**AIM:**
Copy the rows below word for word, starting with the line that contains "Question: Mark the tail" and going on through the line that contains "[188,186,233,207]". Reproduce only those lines.

[START PROVIDED RECORDS]

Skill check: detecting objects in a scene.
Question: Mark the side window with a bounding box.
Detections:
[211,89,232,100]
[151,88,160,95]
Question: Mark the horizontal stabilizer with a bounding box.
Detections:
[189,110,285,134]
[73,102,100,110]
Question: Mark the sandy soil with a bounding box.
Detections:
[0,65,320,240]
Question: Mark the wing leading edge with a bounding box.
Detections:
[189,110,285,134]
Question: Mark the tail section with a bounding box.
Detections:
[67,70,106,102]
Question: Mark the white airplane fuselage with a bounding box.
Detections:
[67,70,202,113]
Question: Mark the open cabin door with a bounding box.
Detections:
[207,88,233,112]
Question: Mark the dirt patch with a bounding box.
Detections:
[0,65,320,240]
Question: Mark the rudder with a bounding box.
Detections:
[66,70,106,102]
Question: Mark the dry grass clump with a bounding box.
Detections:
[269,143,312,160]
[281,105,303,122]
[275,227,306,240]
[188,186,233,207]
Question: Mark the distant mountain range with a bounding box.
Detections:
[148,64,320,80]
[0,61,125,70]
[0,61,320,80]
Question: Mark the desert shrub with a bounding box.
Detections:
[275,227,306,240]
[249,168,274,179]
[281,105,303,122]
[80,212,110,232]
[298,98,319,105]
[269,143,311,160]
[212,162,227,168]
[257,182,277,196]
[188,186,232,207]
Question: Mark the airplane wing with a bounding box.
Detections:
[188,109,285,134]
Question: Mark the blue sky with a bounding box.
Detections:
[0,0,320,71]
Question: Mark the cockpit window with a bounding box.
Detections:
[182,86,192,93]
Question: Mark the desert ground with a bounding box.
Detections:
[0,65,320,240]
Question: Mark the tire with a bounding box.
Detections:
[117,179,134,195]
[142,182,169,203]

[END PROVIDED RECORDS]
[START PROVIDED RECORDS]

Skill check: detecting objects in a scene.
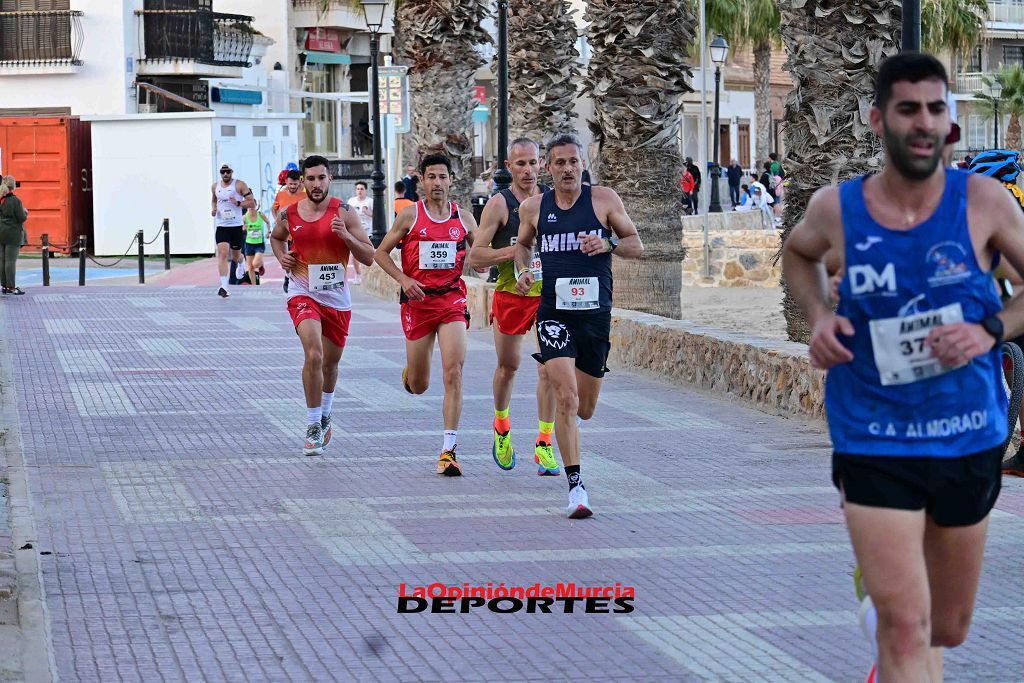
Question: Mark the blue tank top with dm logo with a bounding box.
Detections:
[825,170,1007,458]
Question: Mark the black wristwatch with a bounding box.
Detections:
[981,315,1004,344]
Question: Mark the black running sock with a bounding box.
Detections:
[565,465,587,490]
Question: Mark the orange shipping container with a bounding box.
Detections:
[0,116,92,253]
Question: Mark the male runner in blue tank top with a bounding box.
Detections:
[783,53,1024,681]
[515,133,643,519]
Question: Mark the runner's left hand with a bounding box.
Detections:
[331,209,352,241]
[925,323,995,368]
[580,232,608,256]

[END PROVIDED RECORDS]

**TASK RESPONSE:**
Question: Mark the tail section with a bounding box.
Detections:
[67,70,106,102]
Question: Mark the white airplane fuselage with a bounding box.
Detections:
[67,70,202,113]
Question: Mark the open cabin door with a bounding box.
Detections:
[207,88,233,112]
Question: Mark the dirt patch with a bounding box.
Detections:
[0,65,320,240]
Question: Mark the rudder with a bounding box.
Detections:
[66,70,106,102]
Question: Mark the dry grass clump with a bounding box.
Detections:
[269,143,312,160]
[281,105,303,122]
[275,227,306,240]
[188,186,233,207]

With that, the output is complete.